● **TEXT PASSAGE**
········

Literary Translation
FDU is one of the only low-residency MFA programs in the country to offer a concentration in Literary Translation. In addition to working individually with acclaimed and award-winning faculty members, students have the opportunity to work with the editors of The Literary Review, the international literary magazine with a long history of publishing translations. Students may choose Literary Translation as a second concentration if they choose the three-year MFA option. Students concentrating in other genres have the option to choose Literary Translation for their one elective module.
Translation workshops are modeled on other creative workshops, and they incorporate translation theory (relative meaning, sonority, and historical and cultural context). Students of literary translation need a working knowledge of the language from which they wish to translate, but they may supplement that knowledge with dictionaries, interviews, and other sources.

········

● **DATA LINES**
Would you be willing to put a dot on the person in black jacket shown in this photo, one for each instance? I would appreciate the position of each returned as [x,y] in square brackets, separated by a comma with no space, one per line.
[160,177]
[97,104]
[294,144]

········

● **LIST OF TASKS**
- a) In the passage on literary translation, which parts of translation theory do the workshops incorporate?
- b) Continue the passage on literary translation from its last sentence.

● **FINAL ANSWERS**
- a) Relative meaning, sonority, and historical and cultural context.

- b)
FACULTY
Minna Proctor
Minna Proctor is the Editor of The Literary Review and teaches creative nonfiction and literary translation at Fairleigh Dickinson University. She is the author of Do You Hear What I Hear?, an investigation of the concept of religious calling. She translates from Italian and writes frequently about literature and photography. She is working on a collection of personal essays about conflict, dramatic structure, and resolution.
H.L. Hix
H. L. Hix’s recent books include First Fire, Then Birds: Obsessionals 1985-2010; a translation, made with the author, of Eugenijus Ališanka’s From Unwritten Histories; an essay collection, Lines of Inquiry; and an anthology, Made Priceless. Other recent poetry collections include Incident Light, Legible Heavens, and Chromatic (a finalist for the National Book Award). His books of criticism and theory include As Easy As Lying, Spirits Hovering Over the Ashes: Legacies of Postmodern Theory, and Morte d’Author: An Autopsy. He earned his Ph.D. in philosophy from the University of Texas, and taught for fifteen years at the Kansas City Art Institute. More information is available at his website: www.hlhix.com. Hix teaches poetry writing and literary translation in the MFA program.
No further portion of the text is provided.